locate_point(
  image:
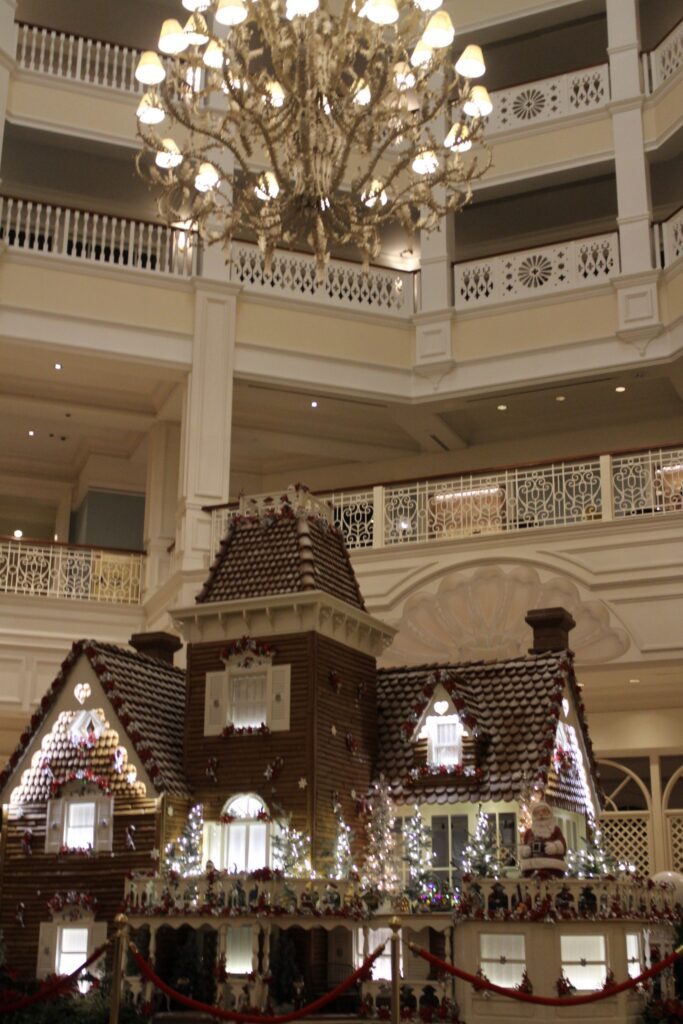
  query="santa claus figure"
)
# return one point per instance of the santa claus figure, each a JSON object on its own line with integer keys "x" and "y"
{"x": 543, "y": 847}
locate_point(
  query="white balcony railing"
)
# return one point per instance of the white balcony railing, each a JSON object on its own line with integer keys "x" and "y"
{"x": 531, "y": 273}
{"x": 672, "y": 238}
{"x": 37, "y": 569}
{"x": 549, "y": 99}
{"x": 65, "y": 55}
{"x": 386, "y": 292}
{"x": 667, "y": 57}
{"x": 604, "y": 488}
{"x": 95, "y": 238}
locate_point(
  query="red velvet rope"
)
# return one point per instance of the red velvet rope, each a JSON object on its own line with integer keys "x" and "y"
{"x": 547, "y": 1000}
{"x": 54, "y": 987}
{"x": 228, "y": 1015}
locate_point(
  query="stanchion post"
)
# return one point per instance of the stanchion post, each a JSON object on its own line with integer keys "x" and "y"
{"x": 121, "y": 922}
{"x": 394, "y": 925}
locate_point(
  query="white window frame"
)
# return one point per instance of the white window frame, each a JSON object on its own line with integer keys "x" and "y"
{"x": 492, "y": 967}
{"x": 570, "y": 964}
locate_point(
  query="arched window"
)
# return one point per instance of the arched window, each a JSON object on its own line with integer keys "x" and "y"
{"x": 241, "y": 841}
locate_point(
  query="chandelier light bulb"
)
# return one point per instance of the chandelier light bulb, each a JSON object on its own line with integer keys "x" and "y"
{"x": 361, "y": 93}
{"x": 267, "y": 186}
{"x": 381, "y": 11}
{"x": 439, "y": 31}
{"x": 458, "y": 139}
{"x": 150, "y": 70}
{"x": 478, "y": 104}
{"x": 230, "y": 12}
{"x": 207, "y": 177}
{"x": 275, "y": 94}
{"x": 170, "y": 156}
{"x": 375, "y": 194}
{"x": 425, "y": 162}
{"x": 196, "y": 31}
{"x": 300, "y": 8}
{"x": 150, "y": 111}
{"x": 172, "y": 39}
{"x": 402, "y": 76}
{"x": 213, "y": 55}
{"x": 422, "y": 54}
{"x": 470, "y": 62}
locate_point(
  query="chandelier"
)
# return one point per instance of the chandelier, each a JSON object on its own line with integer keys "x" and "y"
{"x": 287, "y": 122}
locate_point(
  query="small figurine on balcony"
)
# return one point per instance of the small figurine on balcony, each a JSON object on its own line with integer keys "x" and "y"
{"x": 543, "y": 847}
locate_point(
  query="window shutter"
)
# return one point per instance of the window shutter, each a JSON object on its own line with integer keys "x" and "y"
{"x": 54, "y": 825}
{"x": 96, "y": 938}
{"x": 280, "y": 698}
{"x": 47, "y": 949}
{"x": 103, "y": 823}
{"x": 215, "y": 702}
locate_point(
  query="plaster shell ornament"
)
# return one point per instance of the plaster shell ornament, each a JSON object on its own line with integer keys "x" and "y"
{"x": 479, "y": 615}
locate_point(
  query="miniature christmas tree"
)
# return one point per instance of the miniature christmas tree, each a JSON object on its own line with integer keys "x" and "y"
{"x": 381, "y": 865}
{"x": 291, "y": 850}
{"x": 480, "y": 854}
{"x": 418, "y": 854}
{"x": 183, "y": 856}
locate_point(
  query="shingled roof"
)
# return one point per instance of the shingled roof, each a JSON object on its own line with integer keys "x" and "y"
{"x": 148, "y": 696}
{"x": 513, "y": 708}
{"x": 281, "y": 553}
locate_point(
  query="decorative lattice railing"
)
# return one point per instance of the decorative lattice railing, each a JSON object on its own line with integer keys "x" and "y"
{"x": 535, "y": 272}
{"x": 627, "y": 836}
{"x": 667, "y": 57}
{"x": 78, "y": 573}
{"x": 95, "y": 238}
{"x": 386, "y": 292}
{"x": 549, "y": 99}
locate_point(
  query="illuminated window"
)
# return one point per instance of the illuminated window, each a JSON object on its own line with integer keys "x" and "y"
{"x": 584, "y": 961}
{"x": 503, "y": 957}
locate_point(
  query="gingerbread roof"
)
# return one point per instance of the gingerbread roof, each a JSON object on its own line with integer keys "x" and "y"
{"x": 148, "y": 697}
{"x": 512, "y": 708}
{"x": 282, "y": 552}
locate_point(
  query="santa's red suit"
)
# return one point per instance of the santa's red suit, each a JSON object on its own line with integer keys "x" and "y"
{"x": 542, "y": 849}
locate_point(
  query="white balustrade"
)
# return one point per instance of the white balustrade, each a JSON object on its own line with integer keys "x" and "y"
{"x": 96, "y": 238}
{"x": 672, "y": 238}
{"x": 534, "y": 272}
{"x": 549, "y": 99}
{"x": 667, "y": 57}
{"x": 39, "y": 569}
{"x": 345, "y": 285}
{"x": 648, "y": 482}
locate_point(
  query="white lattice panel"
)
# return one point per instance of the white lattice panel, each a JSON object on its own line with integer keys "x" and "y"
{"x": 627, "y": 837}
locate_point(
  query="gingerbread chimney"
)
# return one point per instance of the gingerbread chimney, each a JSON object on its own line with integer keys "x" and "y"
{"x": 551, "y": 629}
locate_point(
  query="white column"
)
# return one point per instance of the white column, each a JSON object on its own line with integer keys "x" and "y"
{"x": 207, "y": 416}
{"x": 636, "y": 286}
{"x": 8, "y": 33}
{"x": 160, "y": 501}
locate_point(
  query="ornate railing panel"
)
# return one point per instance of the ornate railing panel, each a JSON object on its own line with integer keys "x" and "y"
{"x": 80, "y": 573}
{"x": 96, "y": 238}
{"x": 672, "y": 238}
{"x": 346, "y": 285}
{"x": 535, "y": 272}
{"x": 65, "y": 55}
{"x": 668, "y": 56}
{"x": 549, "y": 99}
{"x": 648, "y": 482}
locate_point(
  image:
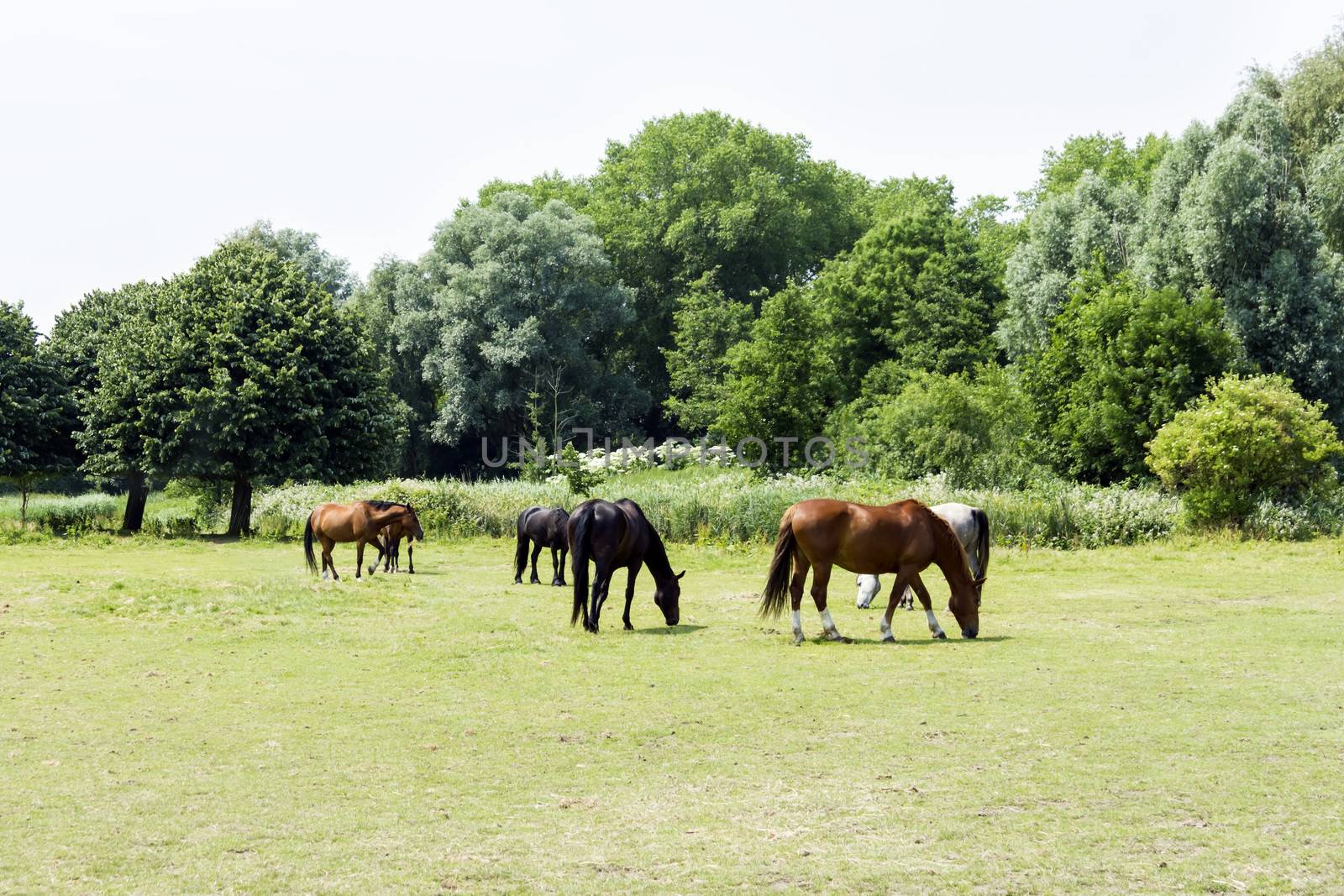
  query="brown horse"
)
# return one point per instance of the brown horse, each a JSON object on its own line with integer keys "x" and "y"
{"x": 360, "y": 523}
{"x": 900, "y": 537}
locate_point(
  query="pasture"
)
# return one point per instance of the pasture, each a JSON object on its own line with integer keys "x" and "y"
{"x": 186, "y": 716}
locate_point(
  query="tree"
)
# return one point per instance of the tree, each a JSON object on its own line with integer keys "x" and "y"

____

### Given exercise
An exact transcription of all the entries is required, without the pictures.

### Written solution
locate_point(
  image:
  query="santa claus figure"
)
# return one point per instance of the santa claus figure, each a JSON object on its own line with integer keys "x" and "y"
{"x": 543, "y": 847}
locate_point(
  query="white balcony railing"
)
# return one point per instance of the white balcony railing, each a JSON object on its own line with integer keys "x" and "y"
{"x": 531, "y": 273}
{"x": 672, "y": 238}
{"x": 37, "y": 569}
{"x": 549, "y": 99}
{"x": 65, "y": 55}
{"x": 386, "y": 292}
{"x": 667, "y": 57}
{"x": 604, "y": 488}
{"x": 95, "y": 238}
locate_point(
  query="red velvet rope"
)
# return one point per instance of the red velvet rope, each a JSON object on its own line with integer keys "x" and "y"
{"x": 547, "y": 1000}
{"x": 54, "y": 987}
{"x": 228, "y": 1015}
locate_point(
  query="stanchion post"
)
# return one point per instance of the stanchion post, each a JSON object on its own line with integer keys "x" and "y"
{"x": 121, "y": 922}
{"x": 394, "y": 925}
locate_point(
  query="white window frame"
)
# return one point per instance of the white window frame, each a JSON object on its own line with integer keys "x" and "y"
{"x": 492, "y": 967}
{"x": 570, "y": 964}
locate_point(
  query="arched window"
)
# return one point per instance of the arched window, each a JSON object on its own line with integer keys "x" and "y"
{"x": 241, "y": 841}
locate_point(
  query="chandelier light bulb"
)
# return one point per instance of the chandelier light bulb, each a JSON object on its own line with integer keys "x" and "y"
{"x": 361, "y": 93}
{"x": 267, "y": 186}
{"x": 381, "y": 11}
{"x": 439, "y": 31}
{"x": 458, "y": 139}
{"x": 150, "y": 70}
{"x": 478, "y": 104}
{"x": 230, "y": 12}
{"x": 207, "y": 177}
{"x": 275, "y": 94}
{"x": 170, "y": 156}
{"x": 375, "y": 194}
{"x": 425, "y": 162}
{"x": 196, "y": 31}
{"x": 300, "y": 8}
{"x": 150, "y": 111}
{"x": 172, "y": 39}
{"x": 402, "y": 76}
{"x": 213, "y": 55}
{"x": 422, "y": 54}
{"x": 470, "y": 62}
locate_point(
  query="chandelier"
)
# return one point per instance of the chandelier, each a JSON object on its own line with integer keys "x" and "y"
{"x": 287, "y": 122}
locate_point(
  query="small figurine on balcony"
)
# return one point per instance of the small figurine on balcony, each a JSON object on its own line with integer keys "x" and "y"
{"x": 543, "y": 847}
locate_point(
  query="window shutter"
)
# return one point per instance of the window shutter, each a JSON object on its own line with integer keys "x" and "y"
{"x": 54, "y": 825}
{"x": 96, "y": 938}
{"x": 280, "y": 698}
{"x": 47, "y": 949}
{"x": 103, "y": 823}
{"x": 215, "y": 702}
locate_point(
  query="plaster shell ornament"
)
# return one point per instance of the plaster shell ornament, each a JSON object on its own line with integer keys "x" and "y"
{"x": 479, "y": 615}
locate_point(
  query="miniature christmas tree"
)
# return one point per instance of the miniature christmas tree, each a JSON object on its own line with integer keys "x" and "y"
{"x": 381, "y": 865}
{"x": 291, "y": 850}
{"x": 480, "y": 854}
{"x": 418, "y": 854}
{"x": 183, "y": 856}
locate_point(
  query="shingled roof"
)
# return one point per instance of the shingled roof, each a JSON object on its own line with integer keys "x" and "y"
{"x": 148, "y": 696}
{"x": 513, "y": 708}
{"x": 281, "y": 553}
locate_point(
  query="decorative lattice railing"
)
# return one point per instance of the decorative lattice railing, each a JSON object on its own line with integer keys "x" and "y"
{"x": 535, "y": 272}
{"x": 627, "y": 836}
{"x": 667, "y": 57}
{"x": 78, "y": 573}
{"x": 95, "y": 238}
{"x": 386, "y": 292}
{"x": 549, "y": 99}
locate_point(
  query="illuminated window"
)
# return one point per instance of the illuminated window, each a JSON object on its own line with integer keys "x" and "y"
{"x": 584, "y": 961}
{"x": 503, "y": 957}
locate_point(
  query="gingerbread roof"
)
# return one point per instance of the gingerbread roof, each a JSON object on its own line with integer keys "x" and "y"
{"x": 148, "y": 697}
{"x": 512, "y": 708}
{"x": 282, "y": 552}
locate_point(
  query="santa's red suit"
)
# return one point per instance of the santa's red suit, each a JSON object on its own line with integer keys "x" and "y"
{"x": 542, "y": 849}
locate_point(
  query="white balustrade"
)
# return one point per instance of the white balustrade, each a JSON object on its own line with integer keys "x" and "y"
{"x": 96, "y": 238}
{"x": 672, "y": 238}
{"x": 534, "y": 272}
{"x": 549, "y": 99}
{"x": 667, "y": 57}
{"x": 39, "y": 569}
{"x": 345, "y": 285}
{"x": 648, "y": 482}
locate_point(
  query="white lattice panel"
)
# return one point per instance of the white lattice panel, each a JSON object on its own line with integer keys "x" and "y"
{"x": 627, "y": 837}
locate_point(
  query="gingerbread chimney"
)
# return one point per instance of the gingerbread chimney, each a JSON object on its own line with integer keys "x" and "y"
{"x": 551, "y": 629}
locate_point(
  query="white column"
)
# return one point per instance of the white column, each a JSON object on its own line with integer keys "x" and "y"
{"x": 207, "y": 416}
{"x": 636, "y": 286}
{"x": 8, "y": 33}
{"x": 160, "y": 501}
locate_point(
  query="ornate railing panel"
)
# return one point per instance of the ornate railing panel, each a JSON object on its own line with integer keys "x" and "y"
{"x": 80, "y": 573}
{"x": 96, "y": 238}
{"x": 672, "y": 238}
{"x": 346, "y": 285}
{"x": 535, "y": 272}
{"x": 65, "y": 55}
{"x": 668, "y": 56}
{"x": 549, "y": 99}
{"x": 648, "y": 482}
locate_point(
  image:
  query="brown horse"
)
# return one point per instance of the brown horse, each a JSON object on its own line with integer keys "x" and "y"
{"x": 360, "y": 523}
{"x": 900, "y": 537}
locate_point(
  query="pasture"
)
# return one point per instance of the pasture, each a JSON object on its own line with integer keys "x" and "y"
{"x": 186, "y": 716}
locate_point(
  query="tree"
)
# return one point per instance of the tree, each a JSON object on its own line with integer keys "x" and "y"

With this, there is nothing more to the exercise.